■ **What to work on**: Pull out every line below that holds the word "Label".

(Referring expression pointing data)

= = = =

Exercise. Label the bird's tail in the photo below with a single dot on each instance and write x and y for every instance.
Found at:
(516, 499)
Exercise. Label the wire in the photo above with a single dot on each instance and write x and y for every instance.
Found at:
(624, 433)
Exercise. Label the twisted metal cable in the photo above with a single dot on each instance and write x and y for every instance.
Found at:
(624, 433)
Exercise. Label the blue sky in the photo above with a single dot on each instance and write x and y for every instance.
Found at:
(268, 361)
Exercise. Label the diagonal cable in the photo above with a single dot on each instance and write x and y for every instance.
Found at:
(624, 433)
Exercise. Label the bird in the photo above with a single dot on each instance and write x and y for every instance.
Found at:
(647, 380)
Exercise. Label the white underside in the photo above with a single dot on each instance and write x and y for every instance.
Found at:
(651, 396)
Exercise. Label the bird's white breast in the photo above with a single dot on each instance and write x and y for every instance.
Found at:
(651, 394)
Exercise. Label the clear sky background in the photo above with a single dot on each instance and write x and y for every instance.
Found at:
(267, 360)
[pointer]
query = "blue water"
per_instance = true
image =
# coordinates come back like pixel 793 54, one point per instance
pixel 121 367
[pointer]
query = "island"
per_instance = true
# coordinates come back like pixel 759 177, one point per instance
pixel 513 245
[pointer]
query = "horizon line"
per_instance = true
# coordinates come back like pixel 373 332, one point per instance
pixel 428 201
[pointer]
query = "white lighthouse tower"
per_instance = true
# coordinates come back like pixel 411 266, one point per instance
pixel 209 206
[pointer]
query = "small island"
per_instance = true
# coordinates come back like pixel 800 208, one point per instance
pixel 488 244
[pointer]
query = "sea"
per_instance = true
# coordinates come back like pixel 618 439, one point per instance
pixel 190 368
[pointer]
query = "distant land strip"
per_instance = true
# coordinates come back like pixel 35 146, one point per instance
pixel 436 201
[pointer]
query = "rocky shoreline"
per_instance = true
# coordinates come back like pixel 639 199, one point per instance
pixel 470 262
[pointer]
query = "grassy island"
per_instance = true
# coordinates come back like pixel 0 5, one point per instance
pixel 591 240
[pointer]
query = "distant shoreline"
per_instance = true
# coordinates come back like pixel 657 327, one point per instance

= = = =

■ **Solution for this exercise**:
Exercise. Label the bird's tail in the photo below with a single dot on each instance and write x and y for every instance.
Exercise. Label the wire in the photo above with a single dot on each instance and write x and y for every instance.
Exercise. Label the twisted metal cable in the photo above with a single dot on each instance and write x and y for every instance.
Exercise. Label the blue sky in the photo above with a single dot on each instance and write x and y for every instance.
Exercise. Label the diagonal cable in the photo above with a single dot on each instance and write x and y for every instance.
Exercise. Label the bird in the photo above with a single dot on each instance and write x and y for every instance.
Exercise. Label the white underside in the photo above with a single dot on each instance and write x and y for every instance.
Exercise. Label the bird's white breast in the photo above with a single dot on each instance and write x and y for every instance.
Exercise. Label the clear sky background in the photo above with a single dot on each instance and write x and y for every instance.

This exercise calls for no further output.